Instruction
Everything from the line that contains "the rustic wooden board" through the final line of the records below should be quoted exactly, except the pictures.

Data section
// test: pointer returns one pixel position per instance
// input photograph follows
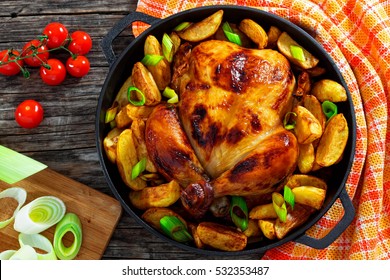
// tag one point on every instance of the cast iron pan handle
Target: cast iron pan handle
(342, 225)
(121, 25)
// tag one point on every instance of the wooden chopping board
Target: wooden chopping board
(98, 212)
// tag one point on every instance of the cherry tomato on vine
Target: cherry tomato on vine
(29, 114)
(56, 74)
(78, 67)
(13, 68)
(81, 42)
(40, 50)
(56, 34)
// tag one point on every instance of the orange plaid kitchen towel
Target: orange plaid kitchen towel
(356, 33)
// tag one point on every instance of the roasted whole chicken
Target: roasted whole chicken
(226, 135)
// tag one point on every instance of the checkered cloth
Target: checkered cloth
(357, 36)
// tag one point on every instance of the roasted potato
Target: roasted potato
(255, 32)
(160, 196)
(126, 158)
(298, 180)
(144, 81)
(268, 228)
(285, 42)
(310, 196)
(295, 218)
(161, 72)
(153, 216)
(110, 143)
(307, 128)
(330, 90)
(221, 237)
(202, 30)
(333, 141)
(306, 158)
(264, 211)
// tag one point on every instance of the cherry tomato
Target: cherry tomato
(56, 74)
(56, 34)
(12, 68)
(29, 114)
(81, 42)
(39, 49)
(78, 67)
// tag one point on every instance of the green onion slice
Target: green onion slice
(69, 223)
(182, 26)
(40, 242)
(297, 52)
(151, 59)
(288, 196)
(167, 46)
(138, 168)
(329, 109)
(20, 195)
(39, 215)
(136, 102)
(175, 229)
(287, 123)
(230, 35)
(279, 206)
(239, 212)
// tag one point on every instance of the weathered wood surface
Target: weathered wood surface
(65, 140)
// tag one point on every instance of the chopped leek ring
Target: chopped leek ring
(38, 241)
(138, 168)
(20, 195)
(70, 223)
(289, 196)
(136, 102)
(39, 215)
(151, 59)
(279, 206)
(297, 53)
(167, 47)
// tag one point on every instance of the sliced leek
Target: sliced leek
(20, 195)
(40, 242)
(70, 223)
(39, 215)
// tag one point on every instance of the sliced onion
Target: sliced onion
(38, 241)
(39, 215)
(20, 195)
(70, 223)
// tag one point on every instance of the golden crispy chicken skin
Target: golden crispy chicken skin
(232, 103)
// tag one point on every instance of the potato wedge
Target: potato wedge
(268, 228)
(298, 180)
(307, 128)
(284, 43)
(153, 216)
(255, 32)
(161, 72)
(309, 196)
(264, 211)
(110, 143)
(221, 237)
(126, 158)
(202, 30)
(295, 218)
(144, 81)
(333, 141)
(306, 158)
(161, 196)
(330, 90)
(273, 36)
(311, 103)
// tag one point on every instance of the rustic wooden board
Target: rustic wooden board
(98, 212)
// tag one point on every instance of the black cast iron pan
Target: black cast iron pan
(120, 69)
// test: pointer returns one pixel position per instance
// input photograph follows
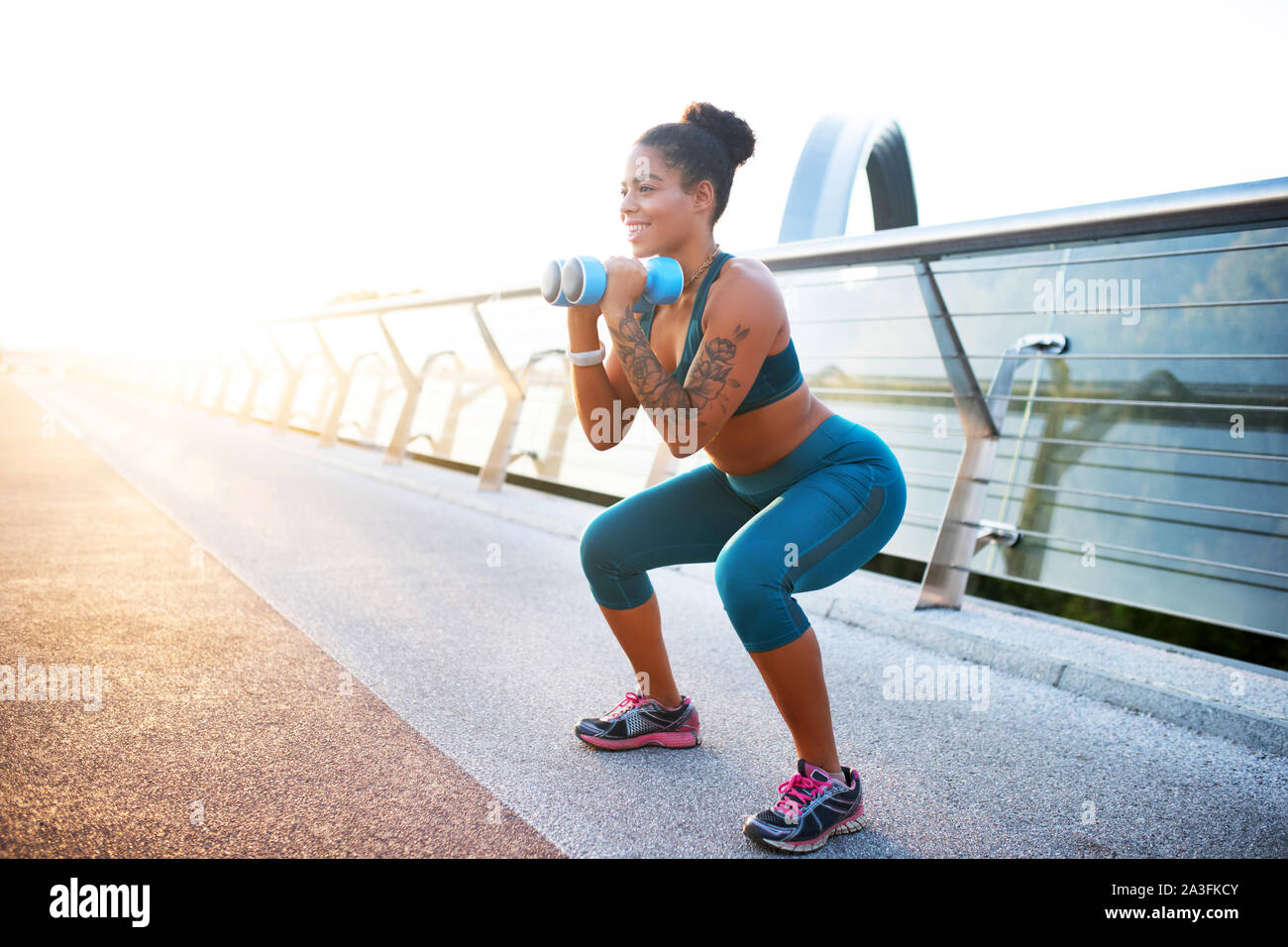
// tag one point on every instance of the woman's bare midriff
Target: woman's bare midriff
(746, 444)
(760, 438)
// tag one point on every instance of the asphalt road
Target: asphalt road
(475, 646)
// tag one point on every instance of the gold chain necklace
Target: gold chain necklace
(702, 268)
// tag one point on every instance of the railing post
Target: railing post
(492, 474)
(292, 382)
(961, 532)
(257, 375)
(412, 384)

Worked answer
// tag one point on every instance of the rustic wooden board
Target: rustic wooden board
(98, 212)
// tag one point on every instance of the black cast iron pan
Target: black cast iron pan
(120, 69)
// test: pointer returns one pixel position per instance
// input photograph follows
// tag one point on every instance of the woman's bare midriff
Target: woman's bare midriff
(746, 444)
(760, 438)
// tag one point on every instance of the asphalt road
Target: asphalt road
(475, 646)
// tag one point on every instance of the gold chain necklace
Target: gold chain necklace
(702, 268)
// tag one point on every instance of the railing post
Target: railing post
(492, 474)
(292, 382)
(961, 532)
(257, 375)
(412, 384)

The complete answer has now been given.